Both President Bush and Senator Kerry appealed across party lines today for unity in the wake of another election that left the nation split in shades of blue and red. But in a year when gay marriage bans passed in 11 states, to what degree is the debate over values contributing to that split?

For more on that, we turn to: Rick Warren, founding pastor of Saddleback Church in Lake Forest, California, and author of the best-selling book, "The Purpose Driven Life"; author and essayist Barbara Ehrenreich– her most recent book is "Nickel and Dimed: Surviving in Low-Wage America"; Jim Wallis, founder of Sojourners, a Christian ministry that advocates for social justice; and Morris Fiorina, a political science professor at Stanford's Hoover Institute and the author of "Culture War: The Myth of a Polarized America."

Rick Warren, we heard what the Kerry aides were saying to Margaret Warner last night about these people, we don't know who they are, and we heard what Andy Kohut just said to Ray about whether that's an overstated case. Do you believe that the country is split along values lines?

RICK WARREN:

Well, Gwen, I think that in the first place, I am not at all surprised at these election results. There has been a conversation going on among churches and homes now for almost two years that the media is completely overlooking. And they missed it, and they're going to miss it again. In fact, they're going to explain it away, just like Andy just tried to do.

The signs have all been there for at least two years that there is a cultural shift going on, and because the media is not in the churches, they don't see it. The three biggest surprises of this last year were the Passion, which was passed word of mouth through church networks, the Purpose Driven Life book, which was passed word of mouth through church network, and this election. And this was not a political election in my view. It was a cultural election.

GWEN IFILL:

What do you think about that, Jim Wallis? Was it a cultural election in the way he defines it?

JIM WALLIS:

I think there is a real debate and a good debate now happening in the churches about what the religious issues are, what the moral values issues really are. Is it just gay marriage and abortion? Can we shrink all of our Christian ethics and values down to one or two hot-button social issues or is poverty a moral issue, too? Is the war in Iraq, is the environment? And I think in churches, this campaign there was a broad, deeper, richer conversation.
◆ ◆ ◆ ◆
#### [Things to do]
1. According to the election discussion transcript, in how many states did gay marriage bans pass that year?
2. Translate this sentence from the election discussion transcript into Spanish: "The signs have all been there for at least two years that there is a cultural shift going on, and because the media is not in the churches, they don't see it."

#### [Extracted data entries]
◆ ◆ ◆ ◆
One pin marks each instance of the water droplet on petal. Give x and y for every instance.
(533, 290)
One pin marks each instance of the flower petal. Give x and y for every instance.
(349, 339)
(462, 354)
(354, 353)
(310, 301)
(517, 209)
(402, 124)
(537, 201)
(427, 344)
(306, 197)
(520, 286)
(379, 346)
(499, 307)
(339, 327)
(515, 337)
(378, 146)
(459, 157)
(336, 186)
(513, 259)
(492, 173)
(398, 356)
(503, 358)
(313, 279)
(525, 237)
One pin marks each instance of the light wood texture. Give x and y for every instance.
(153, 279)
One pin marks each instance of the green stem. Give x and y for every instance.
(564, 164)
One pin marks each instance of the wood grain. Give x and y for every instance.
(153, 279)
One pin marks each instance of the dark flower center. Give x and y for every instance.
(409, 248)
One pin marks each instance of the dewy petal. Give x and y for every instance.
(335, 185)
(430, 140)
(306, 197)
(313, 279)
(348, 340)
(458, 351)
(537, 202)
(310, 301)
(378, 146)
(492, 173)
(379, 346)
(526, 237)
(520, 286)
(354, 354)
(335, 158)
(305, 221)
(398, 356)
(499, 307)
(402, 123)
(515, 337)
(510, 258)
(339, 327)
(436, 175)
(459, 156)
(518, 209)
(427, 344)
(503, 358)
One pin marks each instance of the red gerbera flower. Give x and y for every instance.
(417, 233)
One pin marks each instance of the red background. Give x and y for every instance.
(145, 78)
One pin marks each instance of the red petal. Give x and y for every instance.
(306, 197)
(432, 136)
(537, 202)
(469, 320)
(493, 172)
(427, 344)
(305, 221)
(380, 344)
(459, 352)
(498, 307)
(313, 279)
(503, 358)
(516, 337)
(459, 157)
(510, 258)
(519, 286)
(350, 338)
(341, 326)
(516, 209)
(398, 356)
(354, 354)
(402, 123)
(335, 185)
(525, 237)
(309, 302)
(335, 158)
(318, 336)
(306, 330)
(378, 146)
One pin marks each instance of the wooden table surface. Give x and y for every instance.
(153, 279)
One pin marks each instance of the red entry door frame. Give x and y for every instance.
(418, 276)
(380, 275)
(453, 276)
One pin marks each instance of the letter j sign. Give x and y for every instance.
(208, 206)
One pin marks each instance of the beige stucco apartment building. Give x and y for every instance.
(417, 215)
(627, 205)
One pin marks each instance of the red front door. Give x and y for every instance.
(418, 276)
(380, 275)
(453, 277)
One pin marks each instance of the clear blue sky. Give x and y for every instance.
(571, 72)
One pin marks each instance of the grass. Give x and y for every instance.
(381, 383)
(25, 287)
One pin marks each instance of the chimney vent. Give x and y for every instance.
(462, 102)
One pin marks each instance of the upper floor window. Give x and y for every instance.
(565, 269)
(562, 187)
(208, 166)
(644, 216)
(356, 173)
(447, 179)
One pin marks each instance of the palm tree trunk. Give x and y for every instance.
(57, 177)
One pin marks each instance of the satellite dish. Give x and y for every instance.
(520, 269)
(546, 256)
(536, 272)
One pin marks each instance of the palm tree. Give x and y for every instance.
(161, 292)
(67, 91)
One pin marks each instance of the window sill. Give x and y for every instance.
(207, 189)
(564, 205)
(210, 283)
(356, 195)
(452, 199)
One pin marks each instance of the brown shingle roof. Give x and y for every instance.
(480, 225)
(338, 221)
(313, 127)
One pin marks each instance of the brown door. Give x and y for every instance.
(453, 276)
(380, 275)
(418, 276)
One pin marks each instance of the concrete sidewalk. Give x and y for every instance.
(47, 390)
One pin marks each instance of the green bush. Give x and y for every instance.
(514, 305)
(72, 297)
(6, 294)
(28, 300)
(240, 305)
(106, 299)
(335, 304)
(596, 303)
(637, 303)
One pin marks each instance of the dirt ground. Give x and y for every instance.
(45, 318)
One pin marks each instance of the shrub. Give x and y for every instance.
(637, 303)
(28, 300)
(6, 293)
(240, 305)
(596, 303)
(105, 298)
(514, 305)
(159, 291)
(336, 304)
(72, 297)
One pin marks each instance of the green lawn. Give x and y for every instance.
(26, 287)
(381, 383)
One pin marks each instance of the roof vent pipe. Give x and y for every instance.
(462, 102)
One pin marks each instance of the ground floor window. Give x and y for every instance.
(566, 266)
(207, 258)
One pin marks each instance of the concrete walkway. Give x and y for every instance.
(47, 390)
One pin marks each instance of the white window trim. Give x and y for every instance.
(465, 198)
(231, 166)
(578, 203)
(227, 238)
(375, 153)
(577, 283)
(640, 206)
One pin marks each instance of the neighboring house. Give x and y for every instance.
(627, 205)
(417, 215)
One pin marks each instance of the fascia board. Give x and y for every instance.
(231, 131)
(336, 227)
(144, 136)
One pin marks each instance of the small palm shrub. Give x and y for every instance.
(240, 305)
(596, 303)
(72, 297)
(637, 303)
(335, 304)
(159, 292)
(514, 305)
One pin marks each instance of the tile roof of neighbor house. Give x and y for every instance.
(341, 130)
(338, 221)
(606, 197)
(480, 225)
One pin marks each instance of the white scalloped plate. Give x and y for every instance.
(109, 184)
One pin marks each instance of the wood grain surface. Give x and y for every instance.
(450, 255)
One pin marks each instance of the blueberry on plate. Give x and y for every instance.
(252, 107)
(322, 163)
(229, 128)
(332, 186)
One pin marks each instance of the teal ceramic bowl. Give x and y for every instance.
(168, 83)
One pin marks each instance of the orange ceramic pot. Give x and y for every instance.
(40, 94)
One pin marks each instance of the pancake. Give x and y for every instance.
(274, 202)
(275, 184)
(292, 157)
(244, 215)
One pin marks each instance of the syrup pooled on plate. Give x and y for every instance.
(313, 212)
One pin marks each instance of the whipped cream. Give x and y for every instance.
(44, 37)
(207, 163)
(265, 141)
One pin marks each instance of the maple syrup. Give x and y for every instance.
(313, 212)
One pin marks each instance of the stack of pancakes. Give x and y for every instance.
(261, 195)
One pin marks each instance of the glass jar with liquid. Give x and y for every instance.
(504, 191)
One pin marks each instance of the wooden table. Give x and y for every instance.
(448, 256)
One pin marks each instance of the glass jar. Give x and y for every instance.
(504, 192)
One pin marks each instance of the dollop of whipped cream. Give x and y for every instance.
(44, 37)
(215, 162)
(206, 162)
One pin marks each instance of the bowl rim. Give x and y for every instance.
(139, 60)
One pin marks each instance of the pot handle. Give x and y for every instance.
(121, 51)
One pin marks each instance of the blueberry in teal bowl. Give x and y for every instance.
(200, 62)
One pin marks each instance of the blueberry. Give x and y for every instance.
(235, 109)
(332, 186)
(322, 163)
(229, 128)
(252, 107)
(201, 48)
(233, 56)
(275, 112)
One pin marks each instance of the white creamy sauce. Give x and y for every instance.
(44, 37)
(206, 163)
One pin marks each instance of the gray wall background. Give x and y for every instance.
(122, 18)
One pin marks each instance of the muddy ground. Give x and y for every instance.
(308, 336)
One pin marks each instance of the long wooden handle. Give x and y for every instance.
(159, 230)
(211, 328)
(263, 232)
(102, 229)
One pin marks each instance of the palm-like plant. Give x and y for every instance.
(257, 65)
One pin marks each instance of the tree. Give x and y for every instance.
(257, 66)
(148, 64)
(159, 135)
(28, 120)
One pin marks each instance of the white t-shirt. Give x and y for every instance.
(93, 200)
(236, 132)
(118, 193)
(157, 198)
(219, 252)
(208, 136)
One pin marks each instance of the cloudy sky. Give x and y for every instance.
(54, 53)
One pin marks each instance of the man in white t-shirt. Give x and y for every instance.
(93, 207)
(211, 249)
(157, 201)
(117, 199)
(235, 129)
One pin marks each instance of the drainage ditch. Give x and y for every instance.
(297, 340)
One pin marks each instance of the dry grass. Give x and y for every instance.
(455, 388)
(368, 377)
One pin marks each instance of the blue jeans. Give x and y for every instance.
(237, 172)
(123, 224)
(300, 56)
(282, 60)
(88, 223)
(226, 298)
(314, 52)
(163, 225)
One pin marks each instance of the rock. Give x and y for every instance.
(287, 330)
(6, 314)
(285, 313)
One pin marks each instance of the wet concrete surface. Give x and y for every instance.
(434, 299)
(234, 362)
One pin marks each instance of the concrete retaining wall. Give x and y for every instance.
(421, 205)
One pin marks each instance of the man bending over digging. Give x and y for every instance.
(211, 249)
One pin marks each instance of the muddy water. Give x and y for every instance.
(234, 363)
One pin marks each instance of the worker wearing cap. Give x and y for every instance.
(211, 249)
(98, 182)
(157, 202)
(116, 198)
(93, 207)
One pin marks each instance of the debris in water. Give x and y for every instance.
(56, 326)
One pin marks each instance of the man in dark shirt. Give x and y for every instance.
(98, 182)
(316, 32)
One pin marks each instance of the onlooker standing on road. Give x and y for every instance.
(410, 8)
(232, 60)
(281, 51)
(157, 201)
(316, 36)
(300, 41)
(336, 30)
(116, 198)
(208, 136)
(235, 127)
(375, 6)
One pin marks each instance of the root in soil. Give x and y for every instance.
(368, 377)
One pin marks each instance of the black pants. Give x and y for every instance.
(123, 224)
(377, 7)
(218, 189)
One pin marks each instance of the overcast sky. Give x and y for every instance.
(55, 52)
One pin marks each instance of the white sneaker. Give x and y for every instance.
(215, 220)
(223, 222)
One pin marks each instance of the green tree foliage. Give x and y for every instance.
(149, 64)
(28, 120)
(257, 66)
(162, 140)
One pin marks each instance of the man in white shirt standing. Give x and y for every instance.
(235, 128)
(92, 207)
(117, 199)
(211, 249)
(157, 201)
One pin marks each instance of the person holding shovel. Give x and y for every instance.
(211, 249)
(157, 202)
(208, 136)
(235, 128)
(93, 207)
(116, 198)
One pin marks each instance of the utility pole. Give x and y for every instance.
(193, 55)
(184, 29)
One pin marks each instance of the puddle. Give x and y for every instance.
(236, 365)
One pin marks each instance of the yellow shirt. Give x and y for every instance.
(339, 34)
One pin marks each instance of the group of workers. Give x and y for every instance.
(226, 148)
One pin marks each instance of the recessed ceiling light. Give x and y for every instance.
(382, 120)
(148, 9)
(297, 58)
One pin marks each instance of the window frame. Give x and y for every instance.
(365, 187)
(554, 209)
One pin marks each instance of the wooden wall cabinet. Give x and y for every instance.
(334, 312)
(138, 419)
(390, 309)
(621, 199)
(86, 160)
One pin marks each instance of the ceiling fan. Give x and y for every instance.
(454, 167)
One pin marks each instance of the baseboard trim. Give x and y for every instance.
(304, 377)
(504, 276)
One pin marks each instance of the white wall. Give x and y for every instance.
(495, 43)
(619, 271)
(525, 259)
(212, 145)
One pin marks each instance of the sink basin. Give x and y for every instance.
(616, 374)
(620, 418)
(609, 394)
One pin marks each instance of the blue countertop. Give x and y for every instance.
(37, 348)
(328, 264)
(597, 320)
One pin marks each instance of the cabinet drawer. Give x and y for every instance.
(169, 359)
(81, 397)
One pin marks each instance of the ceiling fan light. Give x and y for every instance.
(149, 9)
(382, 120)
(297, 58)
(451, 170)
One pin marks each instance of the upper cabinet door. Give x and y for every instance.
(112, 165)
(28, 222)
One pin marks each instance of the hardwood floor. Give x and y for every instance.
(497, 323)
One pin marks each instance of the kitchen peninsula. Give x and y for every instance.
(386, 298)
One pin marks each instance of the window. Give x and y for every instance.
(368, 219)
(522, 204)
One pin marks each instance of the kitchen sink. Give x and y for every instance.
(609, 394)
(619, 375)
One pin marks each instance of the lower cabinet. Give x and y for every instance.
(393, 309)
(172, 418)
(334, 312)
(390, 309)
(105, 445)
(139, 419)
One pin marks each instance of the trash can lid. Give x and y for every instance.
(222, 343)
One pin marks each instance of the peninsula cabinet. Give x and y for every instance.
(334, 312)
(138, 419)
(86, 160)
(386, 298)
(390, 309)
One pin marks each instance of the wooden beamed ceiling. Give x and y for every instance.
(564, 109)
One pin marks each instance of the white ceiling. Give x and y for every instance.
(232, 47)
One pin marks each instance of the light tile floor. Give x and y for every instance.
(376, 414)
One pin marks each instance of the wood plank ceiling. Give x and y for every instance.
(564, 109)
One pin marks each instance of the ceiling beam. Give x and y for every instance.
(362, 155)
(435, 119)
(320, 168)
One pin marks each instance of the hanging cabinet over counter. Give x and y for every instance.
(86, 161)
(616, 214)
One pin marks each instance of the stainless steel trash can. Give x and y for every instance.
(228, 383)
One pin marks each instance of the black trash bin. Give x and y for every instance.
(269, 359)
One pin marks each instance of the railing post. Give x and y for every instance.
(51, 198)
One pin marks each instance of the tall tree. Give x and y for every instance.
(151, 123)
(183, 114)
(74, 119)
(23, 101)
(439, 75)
◆ ◆ ◆ ◆
#### [Task solutions]
1. Gay marriage bans passed in 11 states.

2. Desde hace al menos dos años han estado todas las señales de que se está produciendo un cambio cultural, y como los medios no están en las iglesias, no lo ven.